= What needs to be done =
Show each line of the data below that contains the word "jacket", copied in full.

= Items =

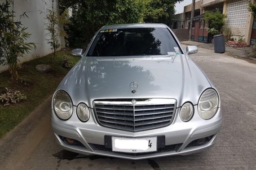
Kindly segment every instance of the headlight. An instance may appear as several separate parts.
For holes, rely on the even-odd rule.
[[[212,89],[205,90],[201,96],[198,103],[198,113],[205,120],[213,117],[218,109],[219,96]]]
[[[194,115],[194,106],[190,103],[185,103],[182,106],[180,112],[181,119],[184,122],[190,121]]]
[[[88,107],[84,103],[80,103],[76,108],[77,117],[82,122],[87,122],[90,117],[90,112]]]
[[[73,113],[73,104],[68,94],[64,91],[57,92],[53,97],[53,110],[59,118],[66,120]]]

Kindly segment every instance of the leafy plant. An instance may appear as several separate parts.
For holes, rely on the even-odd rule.
[[[244,38],[243,38],[243,37],[239,37],[238,38],[238,41],[239,42],[243,42],[244,41]]]
[[[60,59],[60,64],[64,68],[70,68],[72,66],[71,57],[66,55],[62,55]]]
[[[246,53],[248,57],[256,58],[256,44],[251,46],[250,48],[246,51]]]
[[[219,31],[217,30],[215,30],[214,28],[207,28],[206,29],[207,32],[210,35],[217,35],[219,33]]]
[[[106,25],[142,21],[141,0],[59,0],[61,8],[72,9],[67,31],[71,47],[85,48],[93,34]]]
[[[19,21],[14,21],[13,0],[6,0],[0,4],[0,64],[7,65],[11,78],[18,78],[18,68],[19,58],[26,57],[29,51],[35,49],[35,44],[28,42],[31,35],[22,27],[21,19],[26,17],[26,13],[20,16]]]
[[[44,1],[45,5],[46,2]],[[61,47],[59,41],[60,36],[67,37],[67,34],[63,30],[60,29],[59,24],[62,24],[64,26],[70,22],[68,11],[67,9],[64,10],[61,16],[58,16],[57,12],[57,9],[54,8],[53,3],[54,0],[52,0],[51,6],[46,9],[45,12],[40,11],[40,13],[44,13],[45,19],[47,22],[45,23],[45,29],[47,31],[46,34],[45,40],[47,43],[51,46],[53,56],[56,57],[57,52]]]
[[[249,3],[248,4],[248,10],[252,12],[252,13],[254,17],[254,18],[256,18],[256,4],[252,4]]]
[[[0,94],[0,102],[4,106],[9,105],[11,103],[17,103],[22,100],[26,99],[26,96],[19,91],[13,91],[5,88],[6,92]]]
[[[216,8],[216,11],[206,11],[204,15],[204,20],[208,21],[208,28],[214,28],[219,32],[222,33],[222,29],[225,24],[224,19],[227,16],[223,14]]]
[[[165,22],[170,21],[175,13],[174,8],[179,0],[146,0],[143,13],[145,22]]]
[[[230,41],[232,38],[232,31],[231,29],[226,26],[223,26],[222,28],[222,34],[225,37],[225,41]]]

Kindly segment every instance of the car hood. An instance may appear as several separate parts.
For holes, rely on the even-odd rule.
[[[130,84],[138,84],[132,93]],[[196,105],[201,93],[211,87],[207,79],[188,56],[147,55],[84,57],[58,89],[66,91],[74,105],[93,107],[95,99],[164,98]]]

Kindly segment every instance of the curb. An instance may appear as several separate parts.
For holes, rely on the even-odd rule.
[[[185,45],[187,45],[187,46],[191,45],[191,44],[189,44],[186,43],[181,42],[181,44]],[[206,49],[206,50],[211,50],[211,51],[213,51],[212,49],[209,49],[208,48],[203,48],[203,47],[201,47],[200,46],[201,46],[201,44],[199,44],[199,45],[198,45],[197,46],[196,45],[195,46],[196,46],[199,48],[203,48],[204,49]],[[237,58],[237,57],[239,57],[239,58],[242,58],[242,59],[245,59],[251,60],[254,60],[254,61],[256,60],[256,59],[255,59],[254,58],[247,57],[246,55],[243,55],[242,54],[234,54],[234,53],[233,53],[232,52],[229,51],[226,51],[225,53],[222,53],[222,54],[225,54],[226,55],[230,55],[230,56],[231,56],[232,57],[235,57],[235,58]]]
[[[0,140],[0,169],[19,169],[18,167],[29,159],[24,156],[31,155],[49,132],[52,96],[47,98]]]

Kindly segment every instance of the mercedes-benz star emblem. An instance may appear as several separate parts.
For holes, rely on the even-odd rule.
[[[136,100],[135,99],[132,99],[132,104],[135,104],[137,102],[137,101],[136,101]]]
[[[130,88],[132,89],[132,93],[136,93],[136,90],[135,90],[138,88],[138,83],[136,83],[135,81],[133,81],[130,84]]]

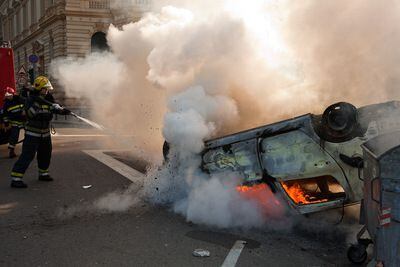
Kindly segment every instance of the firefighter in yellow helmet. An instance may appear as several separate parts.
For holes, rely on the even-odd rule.
[[[71,111],[55,103],[53,96],[49,93],[51,90],[53,86],[47,77],[39,76],[35,79],[32,92],[25,104],[27,116],[25,139],[22,144],[22,153],[11,172],[11,187],[27,187],[22,178],[36,153],[39,181],[53,180],[48,170],[52,151],[50,122],[53,119],[53,113],[69,115]]]

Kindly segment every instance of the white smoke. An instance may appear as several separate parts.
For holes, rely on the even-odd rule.
[[[387,49],[399,43],[398,11],[372,2],[155,1],[139,21],[110,26],[112,53],[56,62],[53,75],[159,161],[171,143],[175,163],[150,172],[149,199],[194,222],[258,226],[268,216],[229,179],[199,174],[204,140],[337,100],[398,97],[399,53]],[[369,21],[375,10],[386,19]]]

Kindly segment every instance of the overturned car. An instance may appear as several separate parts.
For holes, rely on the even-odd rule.
[[[305,114],[208,140],[202,169],[234,171],[243,185],[267,184],[302,214],[343,207],[362,199],[361,144],[398,129],[398,101],[358,109],[340,102],[321,115]]]

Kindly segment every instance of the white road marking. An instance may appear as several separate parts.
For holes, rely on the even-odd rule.
[[[143,184],[143,180],[145,175],[128,165],[122,163],[119,160],[114,159],[113,157],[104,154],[105,151],[111,150],[82,150],[89,156],[97,159],[101,163],[107,165],[114,171],[118,172],[122,176],[126,177],[127,179],[131,180],[133,183],[141,185]]]
[[[224,263],[222,263],[221,267],[234,267],[246,243],[246,241],[237,240],[229,251],[228,256],[226,256],[225,261]]]
[[[55,134],[53,137],[98,137],[110,136],[108,134]]]

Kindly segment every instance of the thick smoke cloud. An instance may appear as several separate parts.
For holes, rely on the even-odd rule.
[[[271,205],[260,208],[237,194],[237,176],[199,173],[203,141],[336,101],[399,97],[397,4],[197,2],[155,1],[139,21],[109,28],[112,53],[56,62],[53,75],[158,162],[171,143],[175,163],[149,172],[148,199],[198,223],[260,226],[283,216],[281,202],[266,191]]]

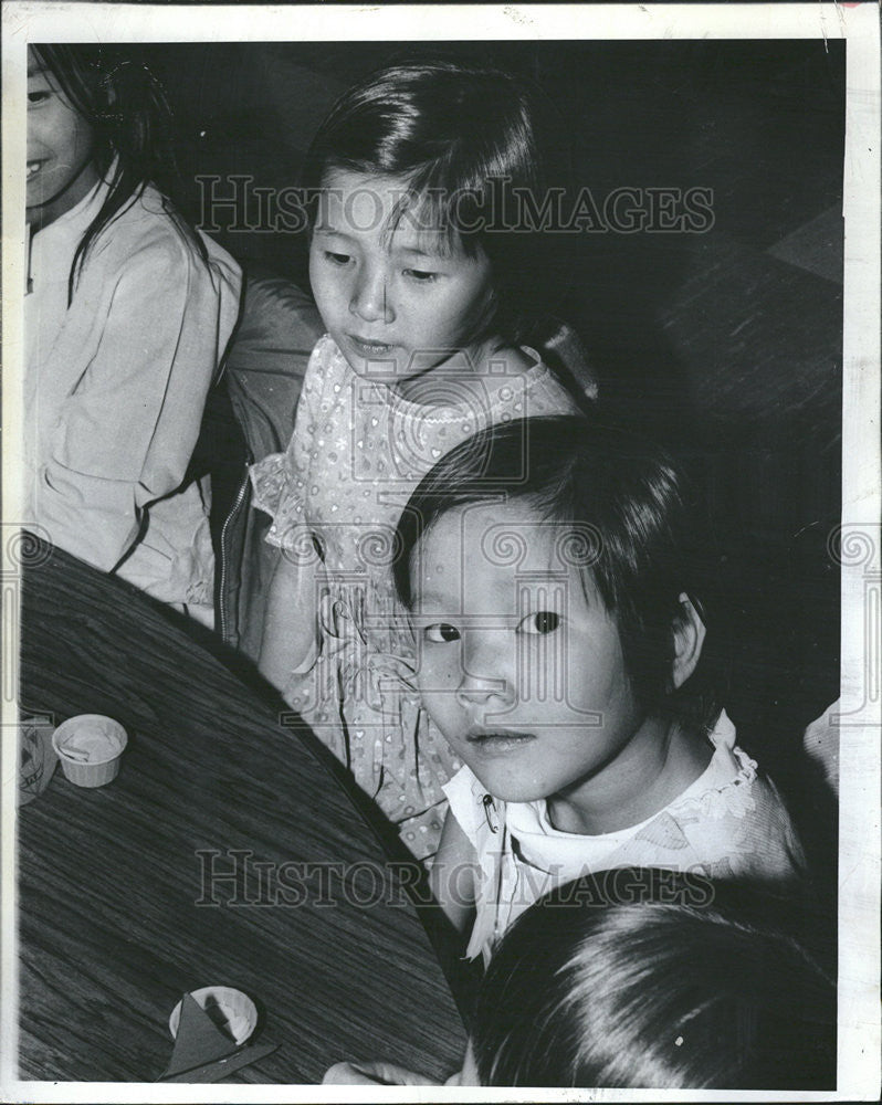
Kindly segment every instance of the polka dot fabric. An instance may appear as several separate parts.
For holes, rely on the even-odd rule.
[[[504,362],[481,377],[447,362],[448,379],[432,381],[443,401],[430,406],[356,376],[326,335],[309,359],[286,452],[251,470],[255,505],[273,519],[266,539],[318,571],[319,640],[285,699],[419,859],[438,849],[441,788],[461,765],[412,687],[414,642],[391,572],[395,527],[422,476],[476,430],[574,410],[537,355],[525,352],[534,365],[517,375]]]

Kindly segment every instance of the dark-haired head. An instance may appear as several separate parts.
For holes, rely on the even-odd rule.
[[[439,518],[500,498],[571,533],[570,562],[615,619],[643,713],[710,729],[718,706],[702,664],[680,686],[672,677],[684,613],[702,613],[704,537],[673,461],[651,441],[594,415],[532,418],[482,431],[432,467],[401,514],[395,578],[406,607],[413,604],[420,543]]]
[[[30,50],[35,72],[82,120],[84,133],[91,137],[90,167],[97,179],[108,185],[104,202],[74,255],[70,274],[73,294],[92,243],[133,197],[148,183],[160,190],[172,188],[177,169],[171,116],[161,86],[125,48],[46,44],[32,45]],[[29,215],[40,227],[43,221],[40,208],[29,210]],[[175,218],[204,256],[192,232]]]
[[[473,340],[517,344],[557,307],[567,271],[561,235],[553,244],[538,229],[549,189],[563,191],[566,177],[555,134],[549,105],[507,74],[393,65],[337,101],[307,154],[304,185],[317,194],[335,170],[402,185],[395,220],[490,260],[494,295]]]
[[[696,874],[560,887],[491,960],[481,1085],[832,1088],[836,986],[815,947],[826,926],[806,917],[801,901]]]

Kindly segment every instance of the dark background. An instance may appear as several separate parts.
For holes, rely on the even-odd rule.
[[[576,183],[598,200],[623,186],[713,189],[705,233],[581,235],[559,314],[602,401],[693,470],[717,546],[723,701],[811,834],[829,811],[809,797],[800,735],[839,693],[827,541],[840,514],[844,43],[145,46],[176,114],[176,199],[198,222],[199,173],[296,185],[336,96],[417,54],[536,82],[563,115]],[[217,236],[246,270],[304,281],[301,235]]]

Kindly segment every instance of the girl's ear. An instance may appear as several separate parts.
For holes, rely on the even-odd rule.
[[[683,686],[697,666],[706,630],[692,600],[680,596],[680,612],[674,623],[674,663],[671,670],[673,688]]]

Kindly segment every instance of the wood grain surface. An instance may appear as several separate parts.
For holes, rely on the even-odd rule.
[[[22,702],[55,724],[109,714],[129,744],[109,786],[59,768],[19,811],[20,1077],[153,1081],[171,1009],[212,983],[250,994],[258,1039],[280,1044],[237,1081],[316,1082],[359,1057],[455,1070],[465,1034],[435,951],[449,971],[455,956],[345,772],[198,627],[59,550],[29,560]]]

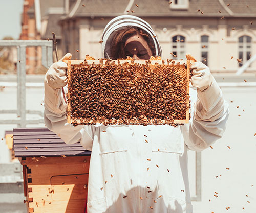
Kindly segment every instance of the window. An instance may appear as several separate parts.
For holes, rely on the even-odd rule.
[[[173,9],[188,9],[188,0],[170,0],[172,2],[170,4],[170,8]]]
[[[241,36],[238,38],[238,42],[239,57],[240,59],[242,59],[242,63],[239,63],[239,66],[242,66],[250,58],[251,37],[247,36]]]
[[[201,61],[208,66],[208,53],[209,52],[209,36],[204,35],[201,36]]]
[[[186,59],[185,53],[185,37],[181,35],[173,37],[173,43],[172,51],[173,54],[174,59]],[[175,57],[176,55],[177,57]]]

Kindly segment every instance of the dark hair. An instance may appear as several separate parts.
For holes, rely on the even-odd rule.
[[[115,32],[111,42],[111,58],[116,60],[118,58],[126,58],[124,44],[126,40],[134,35],[140,35],[147,42],[151,50],[152,55],[155,56],[156,50],[153,40],[150,35],[143,29],[136,27],[125,27]]]

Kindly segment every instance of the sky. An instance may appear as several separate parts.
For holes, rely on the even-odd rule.
[[[23,2],[24,0],[0,0],[0,39],[5,36],[19,38]]]

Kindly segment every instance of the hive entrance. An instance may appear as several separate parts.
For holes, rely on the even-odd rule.
[[[68,122],[188,122],[189,61],[67,61]]]

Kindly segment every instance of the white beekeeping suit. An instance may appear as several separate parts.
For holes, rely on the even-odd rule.
[[[105,57],[111,57],[108,43],[112,33],[125,26],[144,29],[154,41],[156,54],[161,55],[150,26],[140,18],[125,15],[115,18],[105,28]],[[176,128],[101,125],[75,127],[66,123],[66,104],[61,89],[67,84],[67,65],[61,61],[71,57],[67,54],[46,75],[45,120],[47,127],[66,143],[80,142],[92,151],[88,212],[191,213],[187,150],[203,150],[220,138],[229,113],[228,105],[208,67],[199,62],[191,64],[194,87],[190,89],[189,124]]]

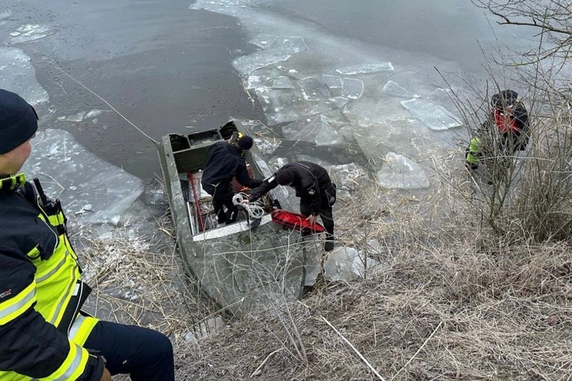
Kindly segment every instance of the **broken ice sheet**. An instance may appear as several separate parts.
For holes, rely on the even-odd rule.
[[[409,158],[389,152],[384,166],[377,171],[377,182],[384,188],[420,189],[428,188],[429,180],[423,170]]]
[[[80,112],[74,114],[74,115],[58,116],[58,120],[63,121],[80,122],[84,120],[84,115],[85,115],[85,112]]]
[[[269,33],[259,33],[254,36],[254,37],[251,39],[249,42],[250,44],[256,45],[259,48],[266,49],[266,48],[272,46],[277,38],[278,36],[275,34],[271,34]]]
[[[401,87],[399,83],[394,81],[388,81],[383,86],[383,91],[392,97],[408,99],[419,98],[418,95],[415,95],[408,90]]]
[[[324,261],[324,278],[330,281],[350,281],[379,265],[377,260],[348,246],[335,248]]]
[[[43,25],[24,25],[18,28],[15,36],[12,36],[12,42],[22,43],[39,40],[48,36],[49,32],[48,27]]]
[[[375,73],[377,72],[390,72],[394,69],[391,62],[377,64],[354,65],[336,69],[336,72],[343,75]]]
[[[272,88],[295,88],[294,83],[287,76],[279,76],[272,83]]]
[[[350,99],[360,99],[363,94],[363,81],[351,78],[344,79],[344,90],[342,96]]]
[[[332,126],[335,121],[325,115],[297,121],[282,128],[288,140],[304,140],[316,145],[336,145],[344,142],[343,137]]]
[[[431,130],[447,130],[461,126],[460,121],[446,109],[420,99],[402,100],[401,105]]]
[[[35,106],[48,102],[49,97],[36,80],[30,61],[22,49],[0,47],[0,88],[17,88],[20,96]]]
[[[334,105],[337,109],[341,109],[346,104],[349,102],[349,100],[345,97],[335,97],[330,100],[330,103]]]
[[[141,180],[89,152],[65,131],[38,131],[32,144],[25,173],[39,178],[47,195],[61,198],[76,221],[115,225],[143,192]]]
[[[342,88],[344,85],[342,77],[336,75],[322,74],[322,80],[327,86],[327,88]]]
[[[316,76],[304,78],[300,81],[302,96],[306,100],[325,100],[330,98],[330,91],[324,83]]]
[[[242,74],[247,74],[269,65],[286,61],[292,55],[307,50],[304,37],[277,36],[271,46],[238,57],[233,61],[233,65]]]

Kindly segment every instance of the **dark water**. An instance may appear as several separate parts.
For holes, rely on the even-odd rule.
[[[284,0],[278,9],[333,35],[456,61],[469,72],[495,51],[528,47],[535,32],[499,25],[469,0]]]
[[[189,4],[9,0],[13,25],[46,25],[53,32],[17,46],[32,58],[37,79],[50,96],[50,104],[39,107],[41,128],[70,131],[90,151],[143,179],[160,171],[153,143],[115,112],[100,115],[95,124],[57,120],[110,109],[58,68],[155,140],[186,126],[210,128],[230,116],[261,119],[230,65],[247,48],[237,21],[190,11]]]
[[[12,29],[3,31],[41,24],[52,32],[18,46],[32,57],[37,79],[50,96],[49,105],[39,107],[41,127],[70,131],[90,151],[143,179],[160,172],[154,144],[116,113],[105,112],[96,123],[57,119],[109,109],[62,70],[155,140],[187,131],[187,126],[219,126],[231,116],[264,121],[231,66],[235,57],[252,48],[239,21],[191,11],[190,4],[4,0],[0,11],[11,12],[8,26]],[[527,44],[522,29],[490,24],[469,1],[283,0],[273,4],[268,11],[316,24],[332,36],[429,53],[456,60],[467,70],[482,65],[481,46]]]

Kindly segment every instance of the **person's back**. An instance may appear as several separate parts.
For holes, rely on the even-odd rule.
[[[202,171],[201,185],[212,196],[212,205],[219,224],[232,223],[236,220],[238,208],[233,203],[234,192],[230,186],[233,178],[243,187],[255,188],[262,180],[250,178],[242,154],[252,147],[252,138],[242,136],[236,144],[227,142],[214,143],[209,148],[209,159]],[[226,212],[224,210],[226,207]]]
[[[166,336],[81,310],[91,289],[60,202],[19,173],[37,119],[19,95],[0,89],[0,380],[174,380]]]
[[[242,166],[246,163],[235,145],[226,142],[214,143],[209,148],[209,159],[202,171],[201,183],[230,183]]]

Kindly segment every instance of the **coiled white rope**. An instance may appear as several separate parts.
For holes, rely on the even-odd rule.
[[[244,202],[247,201],[247,202]],[[240,205],[252,218],[261,218],[264,215],[264,209],[256,202],[248,202],[248,195],[245,193],[237,193],[233,196],[233,203]]]

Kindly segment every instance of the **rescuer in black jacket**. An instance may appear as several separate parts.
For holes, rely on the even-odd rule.
[[[174,380],[166,336],[82,312],[90,288],[60,202],[19,173],[37,127],[33,107],[0,89],[0,380]]]
[[[334,249],[334,217],[332,206],[336,202],[336,185],[332,182],[327,171],[310,161],[294,161],[280,168],[265,179],[252,191],[249,201],[254,201],[278,185],[289,185],[296,189],[300,198],[300,213],[315,223],[318,215],[322,218],[326,231],[324,250]]]
[[[230,224],[236,220],[238,208],[233,203],[230,182],[233,178],[243,187],[256,188],[262,180],[250,178],[246,161],[242,156],[252,147],[252,138],[242,136],[236,144],[228,142],[214,143],[209,148],[209,159],[202,171],[201,185],[204,191],[212,196],[212,206],[219,223]],[[223,206],[226,206],[225,213]]]

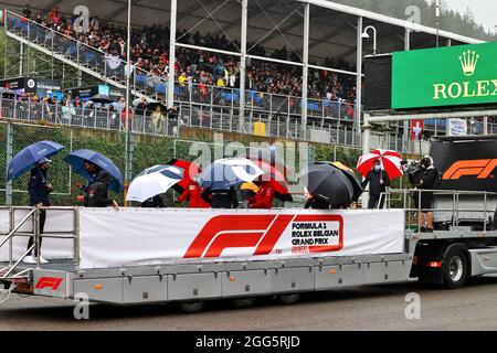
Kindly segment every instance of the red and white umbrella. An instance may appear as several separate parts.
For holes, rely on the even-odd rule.
[[[371,153],[361,156],[357,162],[356,169],[366,176],[368,172],[372,170],[376,160],[380,160],[380,163],[390,180],[402,176],[402,156],[391,150],[378,149]]]

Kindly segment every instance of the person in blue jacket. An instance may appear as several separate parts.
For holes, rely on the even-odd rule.
[[[40,162],[38,162],[36,167],[31,169],[30,172],[30,181],[28,182],[28,192],[30,194],[30,206],[38,207],[40,210],[40,235],[43,234],[45,221],[46,221],[46,211],[44,207],[50,207],[50,193],[53,191],[53,185],[47,181],[46,172],[50,168],[50,159],[43,158]],[[41,243],[42,237],[40,236],[40,244],[38,247],[34,247],[34,250],[31,255],[28,255],[24,258],[25,264],[35,264],[38,257],[40,257],[40,264],[46,264],[45,260],[41,256]],[[34,236],[31,236],[28,242],[28,249],[33,246]]]

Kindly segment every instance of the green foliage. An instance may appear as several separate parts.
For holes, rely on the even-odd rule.
[[[373,11],[377,13],[405,20],[405,9],[415,6],[421,10],[421,23],[435,26],[435,1],[426,0],[332,0],[334,2],[351,6],[355,8]],[[480,39],[484,41],[496,41],[497,38],[490,31],[485,30],[476,23],[469,9],[465,13],[448,10],[447,1],[442,1],[442,15],[440,28],[453,33]]]

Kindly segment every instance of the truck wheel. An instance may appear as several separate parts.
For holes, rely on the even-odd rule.
[[[252,307],[254,302],[255,302],[254,297],[235,298],[232,300],[233,307],[235,307],[236,309],[245,309]]]
[[[300,299],[300,293],[279,295],[277,301],[284,306],[295,304]]]
[[[203,301],[184,301],[179,303],[180,309],[187,313],[199,312],[203,309]]]
[[[463,249],[448,250],[444,260],[444,284],[451,289],[461,288],[467,278],[467,258]]]

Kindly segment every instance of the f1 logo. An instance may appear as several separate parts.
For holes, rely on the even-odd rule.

= Output of the task =
Kindly segment every instance of the **rescuer in black jacket**. An instance may appear as several separate parts.
Kindly segment every instance of the person in blue jacket. An instance may appear as several separate parts.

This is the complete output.